■ **Source extract**
┄┄┄┄┄┄┄┄┄┄

Speaker 1:And the funny thing is that I came up with the marketing, the new claim of the company that is beyond development right, and two or three arguments I use now in my sales process is like our employees stay for an average of seven years in the company and all of them have worked together, so technically they don't have a ramp up. It's kind of like a very cohesive team of developers. They've worked together already right, so they understand very well each other and, given the amount of attrition that there is in this market, this is a very high competitive advantage for us. So by preparing for an M&A, I got marketing and sales arguments and documents and assets I'm using now to my advantage. Do you think we can draw any parallelism with fundraising as well? Because at the very end, m&a, sales and fundraising are all sales processes. Yes, yes.
Speaker 2:Yes, absolutely, the two processes are very related. They're very similar and you're right about what you say. Actually, you know, preparing a teaser which is basically a summary of your company. If you do it yourself, it forces you to really think about okay, what is the quintessence of my company and how do I get, how do I kind of formulate the vision or the mission of my company in a very short sentence? It's basically about, you know, doing an elevator pitch of your company. You know, and for a lot of people it's very difficult to do an elevator pitch if you ask them just like that, if they're not in the process because they're not prepared, and it's actually quite difficult often to sum up in 30 seconds what your company does. But you're absolutely right. If you want to sell to somebody, you need to do that, because they're not going to listen to you for five minutes and want you to go on bubbling on what your company does. You need to be concise and you write an m&a process or a financing process.

┄┄┄┄┄┄┄┄┄┄

■ **Excerpted records**

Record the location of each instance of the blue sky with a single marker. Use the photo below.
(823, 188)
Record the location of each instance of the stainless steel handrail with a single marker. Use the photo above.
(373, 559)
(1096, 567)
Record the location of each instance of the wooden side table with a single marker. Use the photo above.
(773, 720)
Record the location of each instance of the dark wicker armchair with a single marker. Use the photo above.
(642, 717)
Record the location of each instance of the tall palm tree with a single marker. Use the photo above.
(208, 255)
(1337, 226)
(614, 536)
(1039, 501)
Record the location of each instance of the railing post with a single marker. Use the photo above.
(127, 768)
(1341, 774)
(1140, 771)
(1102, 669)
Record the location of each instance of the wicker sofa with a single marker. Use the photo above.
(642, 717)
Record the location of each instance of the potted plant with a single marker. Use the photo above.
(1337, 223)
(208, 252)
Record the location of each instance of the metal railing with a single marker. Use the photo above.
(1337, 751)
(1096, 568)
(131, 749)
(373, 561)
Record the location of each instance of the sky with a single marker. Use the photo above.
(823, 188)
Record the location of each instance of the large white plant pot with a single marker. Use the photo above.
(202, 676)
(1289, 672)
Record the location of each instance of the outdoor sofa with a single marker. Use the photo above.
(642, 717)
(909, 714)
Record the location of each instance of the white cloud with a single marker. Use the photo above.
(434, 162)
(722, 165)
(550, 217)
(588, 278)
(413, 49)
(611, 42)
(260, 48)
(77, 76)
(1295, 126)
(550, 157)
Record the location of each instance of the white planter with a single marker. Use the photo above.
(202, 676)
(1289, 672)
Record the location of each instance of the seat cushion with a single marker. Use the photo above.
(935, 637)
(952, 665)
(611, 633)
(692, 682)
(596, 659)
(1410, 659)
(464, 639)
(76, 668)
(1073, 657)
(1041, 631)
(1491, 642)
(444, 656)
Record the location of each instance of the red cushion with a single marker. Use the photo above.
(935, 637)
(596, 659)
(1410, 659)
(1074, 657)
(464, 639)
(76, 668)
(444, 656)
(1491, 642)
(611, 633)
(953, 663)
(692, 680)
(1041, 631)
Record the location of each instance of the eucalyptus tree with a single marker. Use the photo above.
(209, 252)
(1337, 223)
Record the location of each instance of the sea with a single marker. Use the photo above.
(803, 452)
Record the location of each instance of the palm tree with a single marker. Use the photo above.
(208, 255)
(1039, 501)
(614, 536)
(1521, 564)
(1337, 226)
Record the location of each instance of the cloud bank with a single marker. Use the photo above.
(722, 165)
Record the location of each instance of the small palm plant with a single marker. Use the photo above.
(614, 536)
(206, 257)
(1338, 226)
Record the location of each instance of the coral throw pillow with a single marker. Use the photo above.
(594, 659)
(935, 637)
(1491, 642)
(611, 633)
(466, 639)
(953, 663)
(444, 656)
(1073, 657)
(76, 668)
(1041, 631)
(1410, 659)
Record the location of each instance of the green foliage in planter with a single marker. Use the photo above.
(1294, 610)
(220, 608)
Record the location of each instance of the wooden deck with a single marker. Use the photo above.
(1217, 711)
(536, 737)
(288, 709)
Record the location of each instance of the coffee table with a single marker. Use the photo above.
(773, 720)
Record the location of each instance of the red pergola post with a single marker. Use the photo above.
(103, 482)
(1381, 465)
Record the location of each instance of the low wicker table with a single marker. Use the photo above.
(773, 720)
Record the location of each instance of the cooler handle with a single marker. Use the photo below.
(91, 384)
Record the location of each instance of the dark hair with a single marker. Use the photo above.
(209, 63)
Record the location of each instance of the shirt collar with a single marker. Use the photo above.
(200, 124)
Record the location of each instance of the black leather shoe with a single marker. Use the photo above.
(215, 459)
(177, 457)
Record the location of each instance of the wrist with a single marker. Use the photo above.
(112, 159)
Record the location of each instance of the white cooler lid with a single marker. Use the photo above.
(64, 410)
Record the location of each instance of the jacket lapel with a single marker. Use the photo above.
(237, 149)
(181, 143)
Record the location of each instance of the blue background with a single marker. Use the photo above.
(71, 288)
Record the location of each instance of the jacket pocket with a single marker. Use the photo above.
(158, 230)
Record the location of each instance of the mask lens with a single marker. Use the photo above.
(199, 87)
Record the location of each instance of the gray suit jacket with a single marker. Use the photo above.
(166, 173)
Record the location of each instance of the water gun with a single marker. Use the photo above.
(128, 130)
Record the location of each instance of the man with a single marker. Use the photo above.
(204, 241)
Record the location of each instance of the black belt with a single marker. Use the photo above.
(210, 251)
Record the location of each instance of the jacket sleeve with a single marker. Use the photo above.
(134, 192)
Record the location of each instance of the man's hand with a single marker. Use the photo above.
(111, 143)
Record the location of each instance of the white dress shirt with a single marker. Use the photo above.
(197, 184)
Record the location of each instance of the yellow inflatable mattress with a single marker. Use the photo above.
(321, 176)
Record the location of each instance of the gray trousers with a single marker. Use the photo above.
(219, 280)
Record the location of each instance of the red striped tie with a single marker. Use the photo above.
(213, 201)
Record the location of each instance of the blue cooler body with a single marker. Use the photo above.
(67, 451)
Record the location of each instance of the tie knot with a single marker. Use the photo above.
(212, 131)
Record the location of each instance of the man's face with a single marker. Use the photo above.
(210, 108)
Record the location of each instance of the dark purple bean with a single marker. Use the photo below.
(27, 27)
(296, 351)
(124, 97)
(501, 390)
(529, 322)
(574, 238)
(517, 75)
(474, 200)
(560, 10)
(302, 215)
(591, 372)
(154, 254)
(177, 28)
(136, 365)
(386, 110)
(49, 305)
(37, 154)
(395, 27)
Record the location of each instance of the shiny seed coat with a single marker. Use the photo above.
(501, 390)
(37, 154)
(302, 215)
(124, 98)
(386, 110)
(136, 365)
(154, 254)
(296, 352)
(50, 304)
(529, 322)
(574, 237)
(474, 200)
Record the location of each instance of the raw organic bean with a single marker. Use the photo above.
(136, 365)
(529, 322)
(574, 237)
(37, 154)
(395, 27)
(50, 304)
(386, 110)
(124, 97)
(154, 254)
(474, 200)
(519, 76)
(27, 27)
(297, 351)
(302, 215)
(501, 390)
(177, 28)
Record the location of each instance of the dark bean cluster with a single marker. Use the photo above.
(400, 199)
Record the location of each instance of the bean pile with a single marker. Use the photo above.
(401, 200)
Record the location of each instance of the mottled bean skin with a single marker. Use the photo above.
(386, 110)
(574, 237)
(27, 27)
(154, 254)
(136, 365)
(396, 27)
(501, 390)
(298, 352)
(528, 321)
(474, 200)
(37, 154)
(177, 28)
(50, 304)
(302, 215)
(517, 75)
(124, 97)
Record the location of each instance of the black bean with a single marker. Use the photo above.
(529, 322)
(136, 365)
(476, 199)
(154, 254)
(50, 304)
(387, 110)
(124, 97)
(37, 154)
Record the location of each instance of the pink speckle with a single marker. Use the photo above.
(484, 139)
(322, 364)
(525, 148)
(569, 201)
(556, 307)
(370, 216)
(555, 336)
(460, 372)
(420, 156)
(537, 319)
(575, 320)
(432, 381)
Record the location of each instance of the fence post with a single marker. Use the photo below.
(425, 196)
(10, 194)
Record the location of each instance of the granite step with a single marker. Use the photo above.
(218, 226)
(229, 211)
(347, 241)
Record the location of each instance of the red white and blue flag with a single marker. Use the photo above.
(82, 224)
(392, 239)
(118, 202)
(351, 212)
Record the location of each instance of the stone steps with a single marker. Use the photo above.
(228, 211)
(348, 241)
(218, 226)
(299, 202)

┄┄┄┄┄┄┄┄┄┄

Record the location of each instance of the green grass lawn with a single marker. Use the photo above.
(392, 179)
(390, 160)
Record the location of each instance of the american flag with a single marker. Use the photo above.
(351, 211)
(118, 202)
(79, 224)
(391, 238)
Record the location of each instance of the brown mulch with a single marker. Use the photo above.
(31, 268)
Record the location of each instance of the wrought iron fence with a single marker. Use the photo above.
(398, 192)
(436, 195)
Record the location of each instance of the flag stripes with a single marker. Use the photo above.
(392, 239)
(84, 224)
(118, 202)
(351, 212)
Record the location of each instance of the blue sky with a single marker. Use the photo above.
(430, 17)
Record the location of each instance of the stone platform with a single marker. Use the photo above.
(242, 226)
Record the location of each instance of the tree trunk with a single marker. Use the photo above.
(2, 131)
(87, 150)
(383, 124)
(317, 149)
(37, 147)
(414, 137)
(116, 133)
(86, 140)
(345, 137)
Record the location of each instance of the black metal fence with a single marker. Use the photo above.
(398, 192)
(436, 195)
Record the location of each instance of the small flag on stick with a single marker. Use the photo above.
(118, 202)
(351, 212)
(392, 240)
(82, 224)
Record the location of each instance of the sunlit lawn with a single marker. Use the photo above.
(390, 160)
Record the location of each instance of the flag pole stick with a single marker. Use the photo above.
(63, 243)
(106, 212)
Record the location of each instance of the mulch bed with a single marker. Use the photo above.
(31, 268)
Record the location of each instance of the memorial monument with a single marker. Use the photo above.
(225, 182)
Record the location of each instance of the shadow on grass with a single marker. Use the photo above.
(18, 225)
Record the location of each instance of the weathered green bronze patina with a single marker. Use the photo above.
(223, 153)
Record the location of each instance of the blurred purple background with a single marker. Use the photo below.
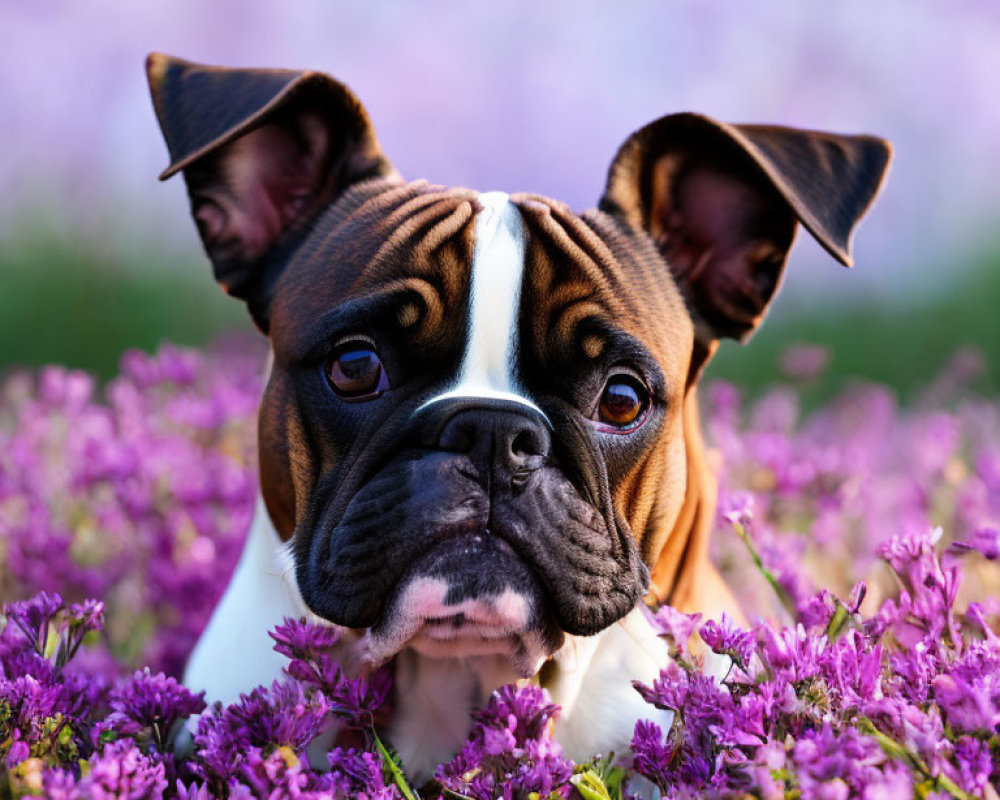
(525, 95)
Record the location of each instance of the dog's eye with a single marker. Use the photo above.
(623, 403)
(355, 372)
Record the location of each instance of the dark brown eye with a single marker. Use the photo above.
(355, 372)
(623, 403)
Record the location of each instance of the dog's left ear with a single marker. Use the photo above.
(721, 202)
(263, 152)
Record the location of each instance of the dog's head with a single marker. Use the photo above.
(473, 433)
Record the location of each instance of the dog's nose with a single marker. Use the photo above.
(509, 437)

┄┄┄┄┄┄┄┄┄┄

■ **Exercises to complete**
[1] Can you turn the paragraph of the transcript that begins "Yes, absolutely, the two processes are very related" into a short list of its main points?
[2] Could you quote the stretch of the transcript from "Speaker 1:And the" through "processes. Yes, yes."?

■ **The results**
[1]
- M&A and fundraising are closely related, very similar processes.
- A teaser is basically a summary of your company.
- Writing the teaser yourself forces you to find the essence of your company and state its vision or mission in one short sentence, much like an elevator pitch.
- Many people struggle to give an elevator pitch on the spot if they aren't prepared, and summing up what a company does in 30 seconds is often hard.
- To sell to someone, you need to be concise, because they won't listen to you talk about your company for five minutes.

[2]
Speaker 1:And the funny thing is that I came up with the marketing, the new claim of the company that is beyond development right, and two or three arguments I use now in my sales process is like our employees stay for an average of seven years in the company and all of them have worked together, so technically they don't have a ramp up. It's kind of like a very cohesive team of developers. They've worked together already right, so they understand very well each other and, given the amount of attrition that there is in this market, this is a very high competitive advantage for us. So by preparing for an M&A, I got marketing and sales arguments and documents and assets I'm using now to my advantage. Do you think we can draw any parallelism with fundraising as well? Because at the very end, m&a, sales and fundraising are all sales processes. Yes, yes.